— Brief 1 —
Decide whether each statement agrees with the BI testing guide, answering yes or no and quoting the deciding words from it: (a) BI teams have control over the source data. (b) The data pipeline can be split into two distinct stages. (c) A file being accidentally loaded twice is given as an example of an ETL error.
— Brief 2 —
Copy the BI testing guide word for word from "Reports and dashboards" to "the data pipeline.".

— Selection —
┌────────
Reports and dashboards are extensively used to make business decisions. These decisions later form the basis for the company’s growth and success. If BI reports are wrong, then decisions taken based on these reports will also be wrong. Inaccurate reports affect the organization’s credibility and also exposes them to compliance and legal issues. It can also lead to hefty fines that organizations can not afford to ignore BI Testing.
How do I Know if the reports are correct? |
Report / Dashboard |
Step by Step Guide to BI Testing
We must ensure the reports are delivered correctly. But BI report is just a final output of a very long data pipeline. So, if the report is wrong, it is not necessary that the defect is in the report; the root cause of the defect might be somewhere along with the breadth of the data pipeline.
Where is the defect in the data pipeline? |
BI Data Pipeline |
The data pipeline can be divided into two distinct stages:
- Part A: Data Processing & Storage
-
- Source data
- ETL
- Database/Data warehouse
- Part B: BI Testing
-
- Data Layer
- Reports
- Dashboards
Part A: Data Processing and Storage
- Source Data: The data for business intelligence system comes from diverse sources and applications such as CRM, ERP, OMS The data in the source system can have data issues because of the way data was entered or system issues. For example. Sales number could be populated as 1000 instead of 100. BI teams do not have any control over the source data. However, the defect in data can propagate downstream to reports. Therefore validating the integrity of Source Data Testing becomes out most important.
- ETL: The data are extracted from the source system, transformed and loaded to the data warehouse. The transformation from OLTP to OLAP is a crucial process involving business rules with many related transformations like aggregating, summarizing, deriving, deduplicating, restructuring and integrating. This transformation have a high chance of errors, mistakes, missteps, and miscalculations. For example, a file might be accidentally loaded twice. Customer data is integrated incorrectly because the names are not an exact match. Such issues can be only captured by thoroughly testing the ETL process. Check more on ETL Testing
- Ddatabase/Data Warehouse: Regardless of the testing on the source and the ETL the data in the Data warehouse could still be wrong. Here’s an example. The ETL process loaded Orders from the source. Later on, it ran other ETL processes to load the shipment. The order comes from Othe MS system and the Shipment from the Way Bill system. It possible that some orders were missed in the data warehouse. So it is possible to have shipment data without the orders. It is also possible that the orders data was accidentally deleted from the data warehouse. Look more into Data Warehouse Testing.
└────────
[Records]
┌────────
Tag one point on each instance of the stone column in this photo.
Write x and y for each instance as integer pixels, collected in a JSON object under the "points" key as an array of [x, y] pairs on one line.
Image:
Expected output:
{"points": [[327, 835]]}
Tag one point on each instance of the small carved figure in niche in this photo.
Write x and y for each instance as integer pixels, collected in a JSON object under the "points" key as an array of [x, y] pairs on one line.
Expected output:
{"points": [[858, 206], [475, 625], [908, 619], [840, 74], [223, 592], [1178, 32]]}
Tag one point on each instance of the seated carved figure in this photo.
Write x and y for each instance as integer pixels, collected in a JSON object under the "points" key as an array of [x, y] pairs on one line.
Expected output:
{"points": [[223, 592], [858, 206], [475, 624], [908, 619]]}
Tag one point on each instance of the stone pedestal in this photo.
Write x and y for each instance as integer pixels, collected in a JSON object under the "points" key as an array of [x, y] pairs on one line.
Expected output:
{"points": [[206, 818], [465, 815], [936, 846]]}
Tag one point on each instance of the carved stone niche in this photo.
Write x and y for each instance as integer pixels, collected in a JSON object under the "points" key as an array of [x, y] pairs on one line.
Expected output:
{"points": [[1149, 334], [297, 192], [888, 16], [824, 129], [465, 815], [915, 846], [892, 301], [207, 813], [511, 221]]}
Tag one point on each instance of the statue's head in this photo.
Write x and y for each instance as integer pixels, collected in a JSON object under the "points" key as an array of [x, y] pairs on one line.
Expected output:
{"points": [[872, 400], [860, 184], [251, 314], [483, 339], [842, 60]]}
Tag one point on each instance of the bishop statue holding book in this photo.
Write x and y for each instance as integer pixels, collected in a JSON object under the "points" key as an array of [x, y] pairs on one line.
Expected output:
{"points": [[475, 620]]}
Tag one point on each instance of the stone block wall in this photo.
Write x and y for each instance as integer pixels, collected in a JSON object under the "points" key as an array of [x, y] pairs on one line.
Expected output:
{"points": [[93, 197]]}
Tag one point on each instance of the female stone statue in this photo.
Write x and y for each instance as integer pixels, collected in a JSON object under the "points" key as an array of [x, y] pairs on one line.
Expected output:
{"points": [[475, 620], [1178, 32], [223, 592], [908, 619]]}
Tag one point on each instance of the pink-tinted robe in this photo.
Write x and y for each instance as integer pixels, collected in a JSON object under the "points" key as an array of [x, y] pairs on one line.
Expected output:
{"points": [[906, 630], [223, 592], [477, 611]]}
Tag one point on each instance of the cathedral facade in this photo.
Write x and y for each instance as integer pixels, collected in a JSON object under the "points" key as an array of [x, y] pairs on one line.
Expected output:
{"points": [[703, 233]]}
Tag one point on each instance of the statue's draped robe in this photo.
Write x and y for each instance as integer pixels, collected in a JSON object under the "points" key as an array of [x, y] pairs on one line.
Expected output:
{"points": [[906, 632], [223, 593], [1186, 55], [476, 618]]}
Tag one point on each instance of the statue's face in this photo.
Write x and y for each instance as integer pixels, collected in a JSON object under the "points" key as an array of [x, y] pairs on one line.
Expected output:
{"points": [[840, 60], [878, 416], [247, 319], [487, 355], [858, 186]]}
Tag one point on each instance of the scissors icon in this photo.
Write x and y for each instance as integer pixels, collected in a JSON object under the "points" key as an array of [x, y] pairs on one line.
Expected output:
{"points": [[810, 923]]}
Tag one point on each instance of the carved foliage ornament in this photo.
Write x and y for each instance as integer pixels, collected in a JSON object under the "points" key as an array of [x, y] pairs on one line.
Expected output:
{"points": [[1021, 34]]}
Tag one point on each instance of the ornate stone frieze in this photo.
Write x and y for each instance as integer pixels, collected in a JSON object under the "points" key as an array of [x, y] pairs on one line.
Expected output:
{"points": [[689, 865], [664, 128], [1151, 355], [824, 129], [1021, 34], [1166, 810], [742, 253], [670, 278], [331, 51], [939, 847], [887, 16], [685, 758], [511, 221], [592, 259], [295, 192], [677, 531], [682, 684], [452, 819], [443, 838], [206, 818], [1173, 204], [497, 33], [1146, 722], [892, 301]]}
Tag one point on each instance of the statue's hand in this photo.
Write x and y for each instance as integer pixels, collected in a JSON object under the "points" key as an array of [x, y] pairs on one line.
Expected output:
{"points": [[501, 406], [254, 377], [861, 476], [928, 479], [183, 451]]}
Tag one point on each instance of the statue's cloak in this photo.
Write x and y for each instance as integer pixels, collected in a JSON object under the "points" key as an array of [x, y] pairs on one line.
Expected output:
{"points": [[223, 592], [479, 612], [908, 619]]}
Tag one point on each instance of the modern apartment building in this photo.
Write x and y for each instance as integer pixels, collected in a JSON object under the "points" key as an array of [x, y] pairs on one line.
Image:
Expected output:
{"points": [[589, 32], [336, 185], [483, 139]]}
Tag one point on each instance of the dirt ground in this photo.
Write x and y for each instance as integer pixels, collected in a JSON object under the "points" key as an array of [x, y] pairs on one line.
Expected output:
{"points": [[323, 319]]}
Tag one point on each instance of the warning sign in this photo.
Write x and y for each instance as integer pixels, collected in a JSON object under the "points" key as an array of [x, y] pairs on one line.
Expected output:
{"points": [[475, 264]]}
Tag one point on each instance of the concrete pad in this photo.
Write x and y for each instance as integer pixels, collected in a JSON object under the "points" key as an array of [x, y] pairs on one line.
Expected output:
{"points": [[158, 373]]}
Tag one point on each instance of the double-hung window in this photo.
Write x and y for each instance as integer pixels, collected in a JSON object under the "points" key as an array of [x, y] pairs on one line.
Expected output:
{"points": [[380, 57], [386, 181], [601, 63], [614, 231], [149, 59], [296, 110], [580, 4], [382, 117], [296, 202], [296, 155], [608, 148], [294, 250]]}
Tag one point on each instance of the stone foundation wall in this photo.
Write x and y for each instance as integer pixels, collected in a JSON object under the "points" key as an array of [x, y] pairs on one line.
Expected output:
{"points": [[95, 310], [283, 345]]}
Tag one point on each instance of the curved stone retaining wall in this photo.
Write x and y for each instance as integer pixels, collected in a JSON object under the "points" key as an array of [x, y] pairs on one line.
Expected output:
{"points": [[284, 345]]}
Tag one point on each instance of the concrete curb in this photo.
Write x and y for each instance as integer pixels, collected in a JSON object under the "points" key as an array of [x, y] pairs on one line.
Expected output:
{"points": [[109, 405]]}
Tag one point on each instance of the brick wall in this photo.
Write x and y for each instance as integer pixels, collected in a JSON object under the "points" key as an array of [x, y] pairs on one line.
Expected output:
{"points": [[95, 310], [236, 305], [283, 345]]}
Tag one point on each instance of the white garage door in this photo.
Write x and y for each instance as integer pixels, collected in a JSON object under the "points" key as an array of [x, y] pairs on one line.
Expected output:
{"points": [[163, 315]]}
└────────
— Task response 1 —
(a) No: "BI teams do not have any control over the source data."
(b) Yes: "The data pipeline can be divided into two distinct stages:"
(c) Yes: "For example, a file might be accidentally loaded twice."

— Task response 2 —
Reports and dashboards are extensively used to make business decisions. These decisions later form the basis for the company’s growth and success. If BI reports are wrong, then decisions taken based on these reports will also be wrong. Inaccurate reports affect the organization’s credibility and also exposes them to compliance and legal issues. It can also lead to hefty fines that organizations can not afford to ignore BI Testing.
How do I Know if the reports are correct? |
Report / Dashboard |
Step by Step Guide to BI Testing
We must ensure the reports are delivered correctly. But BI report is just a final output of a very long data pipeline. So, if the report is wrong, it is not necessary that the defect is in the report; the root cause of the defect might be somewhere along with the breadth of the data pipeline.